*Text section*.
Start

Data Files and Serialization Flashcards
What is data integration?
Data integration is combing data, which exists in different resources, and presenting them to the user.
File transfer - when two systems needs to communication they need to produce shared files which they both can make use of.
Shared database - is often used because it is language & platform independent.
Handling different data formats depending on the use case.
Common data transfer mechanism is essential - communication between system should be independent of language & platform.
What is File Based data integration?
When two or more applications make use of shared files.
The integrator will be responsible for setting the format and other common protocols, for when the use of these files are executed.
Mention a few pros for File Based Data Integration.
Files are popular because they compatible with all popular languages.
Integrators does only need to know input/output, not how the consuming apps works.
Highly flexible.
No extra tools needed.
Easy to understand
Mention a few cons for File Based Data Integration.
Scalability - Adaptability - Security - Data synchronisation.
Also a format must be agreed upon sharing files.
A more desirable approach is Shared database, Messaging or RPC
Which file types/formats are popular in Data Files?
CSV - XML - JSON
TEXT (not used for Integration, mostly used logging errors/processes, testing or to read tokens)
When would you use text files as your data file?
When logging errors/processes, testing or to read tokens
When could you use CSV files as Data file?
To move large amount of data (fast because no overhead like JSON OR XML
To view a data table (very human readable)
To better organise data
What pros are there for using CSV as Data file?
Human readable and easy to modify.
Faster to handle (no overhead).
It is easy to generate CSV files.
Very popular, many use CSV and therefore it is well know.

End

*Set of tasks*.
1. Answer these questions about the flashcards on data files and serialization:
(a) Why is a shared database often used?
(b) Which three approaches are named as more desirable than file based data integration?
(c) Apart from integration, what are text files mostly used for?
2. Could you return the part of the flashcards on data files and serialization from "A more desirable" to "to read tokens)", copied word for word?

*Entries supplied*.
Start

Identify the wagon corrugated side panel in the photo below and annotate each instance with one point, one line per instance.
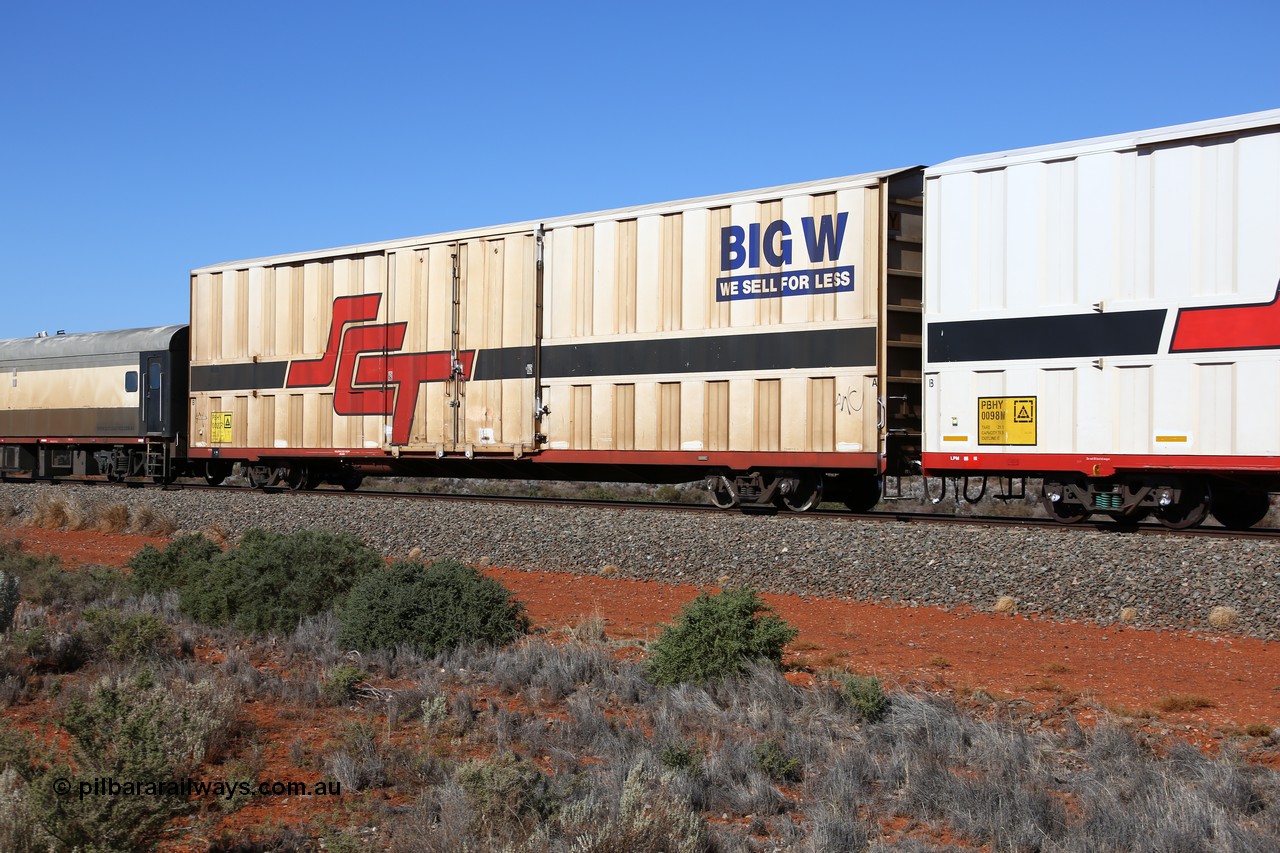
(744, 323)
(1109, 304)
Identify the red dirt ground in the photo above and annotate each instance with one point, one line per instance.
(1124, 667)
(1124, 670)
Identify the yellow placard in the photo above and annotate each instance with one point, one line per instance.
(1006, 420)
(222, 430)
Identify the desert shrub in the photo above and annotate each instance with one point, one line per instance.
(649, 816)
(506, 790)
(126, 637)
(341, 683)
(179, 564)
(718, 635)
(42, 580)
(864, 694)
(124, 729)
(270, 582)
(9, 600)
(681, 755)
(776, 763)
(429, 609)
(19, 830)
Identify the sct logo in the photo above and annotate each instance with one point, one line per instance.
(822, 240)
(369, 379)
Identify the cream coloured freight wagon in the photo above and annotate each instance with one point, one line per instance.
(768, 340)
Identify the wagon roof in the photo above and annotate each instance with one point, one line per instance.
(1116, 142)
(90, 343)
(828, 185)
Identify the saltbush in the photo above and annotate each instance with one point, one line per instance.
(9, 600)
(42, 580)
(179, 564)
(341, 683)
(120, 637)
(270, 582)
(127, 729)
(716, 637)
(430, 609)
(864, 694)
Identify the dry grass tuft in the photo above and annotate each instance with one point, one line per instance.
(216, 534)
(1223, 616)
(589, 629)
(48, 512)
(114, 518)
(1184, 702)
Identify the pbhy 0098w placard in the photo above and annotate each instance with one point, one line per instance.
(1006, 420)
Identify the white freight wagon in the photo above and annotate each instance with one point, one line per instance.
(1104, 313)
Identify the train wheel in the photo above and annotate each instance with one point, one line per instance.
(1189, 510)
(863, 495)
(1060, 510)
(722, 492)
(805, 496)
(297, 477)
(1240, 510)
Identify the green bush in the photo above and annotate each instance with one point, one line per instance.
(272, 580)
(109, 633)
(718, 635)
(776, 763)
(506, 790)
(341, 683)
(9, 600)
(126, 730)
(181, 562)
(864, 694)
(430, 609)
(42, 580)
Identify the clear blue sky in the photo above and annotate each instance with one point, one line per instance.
(141, 140)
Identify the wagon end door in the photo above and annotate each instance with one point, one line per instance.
(492, 393)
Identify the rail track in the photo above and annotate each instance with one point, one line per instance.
(833, 516)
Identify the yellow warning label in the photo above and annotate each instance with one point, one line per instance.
(222, 432)
(1006, 420)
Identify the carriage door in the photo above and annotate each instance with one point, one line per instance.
(492, 389)
(154, 393)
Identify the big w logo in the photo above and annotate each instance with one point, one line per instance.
(370, 381)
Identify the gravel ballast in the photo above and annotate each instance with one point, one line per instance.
(1171, 582)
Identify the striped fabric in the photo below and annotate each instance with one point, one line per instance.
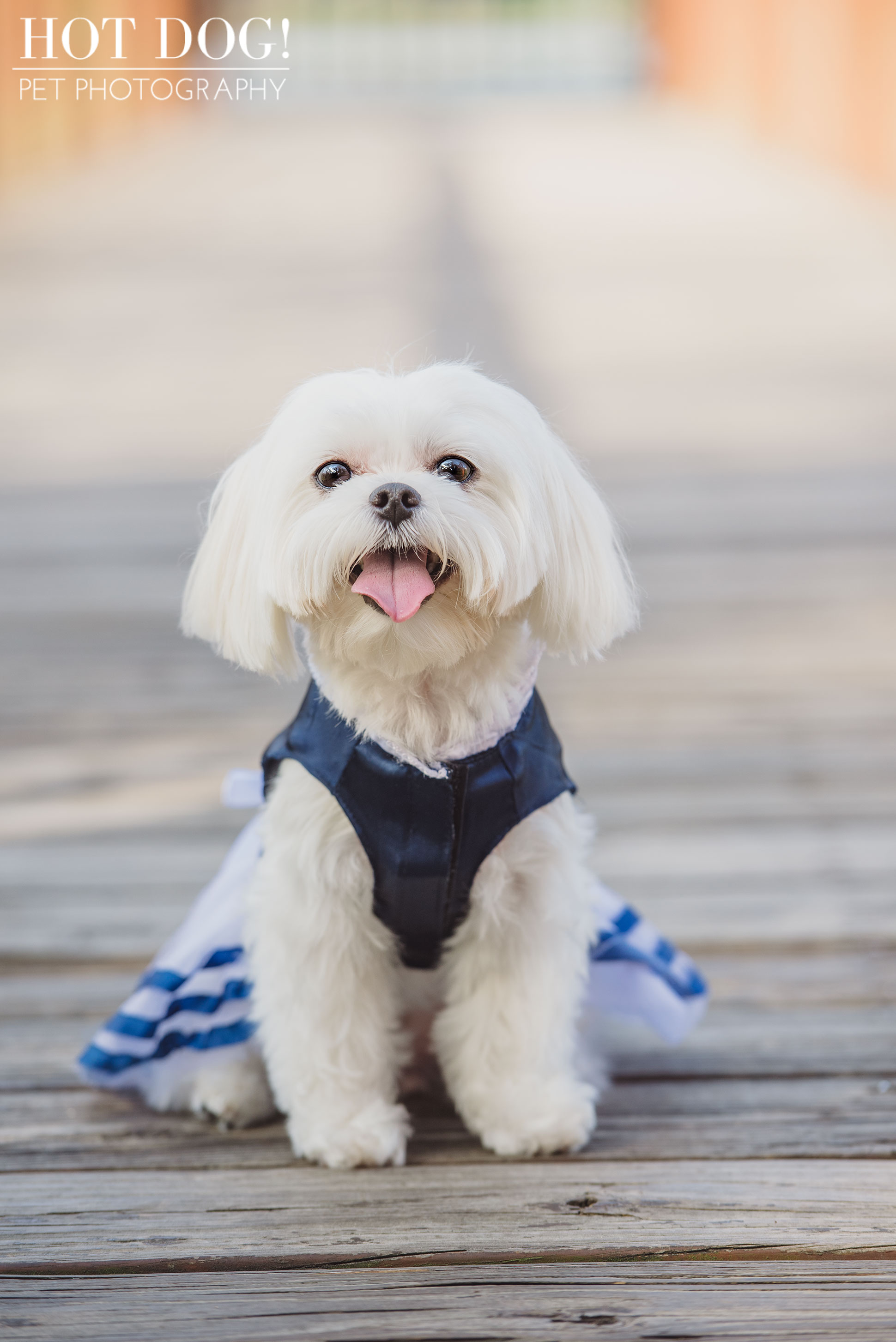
(196, 996)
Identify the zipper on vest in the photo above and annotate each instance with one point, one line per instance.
(451, 917)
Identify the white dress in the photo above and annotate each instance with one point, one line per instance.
(196, 996)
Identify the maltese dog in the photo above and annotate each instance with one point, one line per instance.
(431, 537)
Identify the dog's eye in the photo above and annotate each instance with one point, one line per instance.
(455, 469)
(332, 474)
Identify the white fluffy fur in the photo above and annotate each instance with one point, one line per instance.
(536, 564)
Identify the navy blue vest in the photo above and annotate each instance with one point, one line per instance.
(426, 838)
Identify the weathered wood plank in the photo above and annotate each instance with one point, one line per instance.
(302, 1215)
(127, 919)
(782, 980)
(735, 1039)
(720, 1120)
(632, 1301)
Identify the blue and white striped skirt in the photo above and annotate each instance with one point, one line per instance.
(195, 1002)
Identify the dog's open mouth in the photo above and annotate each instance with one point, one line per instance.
(399, 581)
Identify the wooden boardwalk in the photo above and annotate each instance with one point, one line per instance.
(718, 336)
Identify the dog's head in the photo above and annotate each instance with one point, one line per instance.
(401, 520)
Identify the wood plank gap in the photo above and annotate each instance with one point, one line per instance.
(456, 1258)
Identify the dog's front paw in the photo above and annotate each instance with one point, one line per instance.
(539, 1121)
(375, 1135)
(234, 1094)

End

*The replies*.
1.
(a) It is language and platform independent.
(b) Shared database, messaging, or RPC.
(c) Logging errors/processes, testing, or reading tokens.

2.
A more desirable approach is Shared database, Messaging or RPC
Which file types/formats are popular in Data Files?
CSV - XML - JSON
TEXT (not used for Integration, mostly used logging errors/processes, testing or to read tokens)